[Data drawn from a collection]

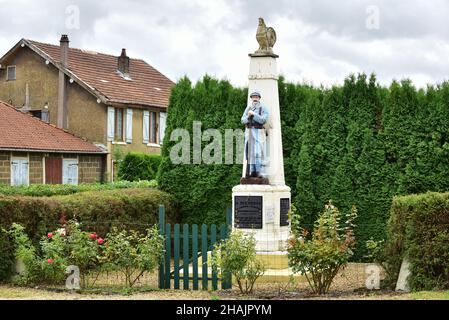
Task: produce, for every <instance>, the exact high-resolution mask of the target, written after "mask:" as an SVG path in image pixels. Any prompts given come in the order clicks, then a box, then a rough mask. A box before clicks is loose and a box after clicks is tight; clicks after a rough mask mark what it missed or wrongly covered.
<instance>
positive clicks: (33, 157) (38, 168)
mask: <svg viewBox="0 0 449 320" xmlns="http://www.w3.org/2000/svg"><path fill="white" fill-rule="evenodd" d="M29 163H30V177H29V178H30V184H42V183H44V166H43V163H42V154H39V153H30V161H29Z"/></svg>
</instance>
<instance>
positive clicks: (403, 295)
mask: <svg viewBox="0 0 449 320" xmlns="http://www.w3.org/2000/svg"><path fill="white" fill-rule="evenodd" d="M261 298H262V299H264V298H265V297H264V296H259V295H257V294H256V295H255V296H242V295H240V294H238V293H237V292H233V293H232V294H229V293H226V294H225V293H223V292H222V291H217V292H211V291H184V290H153V291H146V292H135V293H132V294H128V295H127V294H124V293H122V294H121V293H119V292H118V293H114V294H97V293H91V294H89V293H69V292H54V291H49V290H46V289H34V288H21V287H11V286H5V285H2V286H0V300H10V299H13V300H16V299H18V300H98V299H100V300H227V299H239V300H241V299H245V300H246V299H261ZM270 298H272V299H273V298H274V299H276V297H270ZM282 298H284V299H285V298H287V299H297V300H311V299H313V300H317V299H318V300H329V299H337V300H340V299H344V300H449V291H432V292H429V291H422V292H413V293H402V294H397V293H371V294H366V295H351V294H349V295H341V296H336V295H334V294H330V295H327V296H323V297H316V296H309V297H303V296H298V297H295V296H294V295H292V296H287V297H285V296H284V297H282Z"/></svg>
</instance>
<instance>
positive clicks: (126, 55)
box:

### AIM OF THE EXERCISE
Reproduce all of the data above word for word, leaving out the pictures.

### ANSWER FOR THIS EXERCISE
Task: produce, for every <instance>, the exact high-resolution mask of the target, written after "mask:" as an SVG path in image pixels. Any prompts given come in the order clicks, then a box, then a rough mask. A box before clicks is loose and a box after clicks is tight; clicks after a rough mask mark what it missed or wrongly covered.
<instance>
positive clicks: (33, 157) (38, 168)
mask: <svg viewBox="0 0 449 320" xmlns="http://www.w3.org/2000/svg"><path fill="white" fill-rule="evenodd" d="M29 163H30V177H29V178H30V184H42V183H44V166H43V163H42V154H39V153H30V161H29Z"/></svg>
</instance>
<instance>
positive clicks: (403, 295)
mask: <svg viewBox="0 0 449 320" xmlns="http://www.w3.org/2000/svg"><path fill="white" fill-rule="evenodd" d="M261 298H262V299H264V298H265V297H264V296H259V295H257V294H256V295H255V296H242V295H240V294H238V293H237V292H233V293H232V294H229V293H226V294H225V293H223V292H222V291H217V292H211V291H184V290H153V291H146V292H135V293H132V294H128V295H127V294H124V293H122V294H121V293H119V292H118V293H114V294H97V293H91V294H89V293H69V292H54V291H49V290H46V289H34V288H21V287H11V286H5V285H2V286H0V300H10V299H13V300H16V299H18V300H98V299H100V300H227V299H239V300H241V299H245V300H246V299H261ZM270 298H272V299H273V298H274V299H276V297H270ZM282 298H284V299H285V298H287V299H297V300H311V299H313V300H317V299H318V300H329V299H337V300H340V299H344V300H449V291H432V292H429V291H422V292H413V293H402V294H397V293H371V294H366V295H351V294H349V295H341V296H336V295H334V294H330V295H327V296H323V297H316V296H309V297H303V296H298V297H295V296H294V295H292V296H287V297H285V296H284V297H282Z"/></svg>
</instance>
<instance>
positive clicks: (126, 55)
box:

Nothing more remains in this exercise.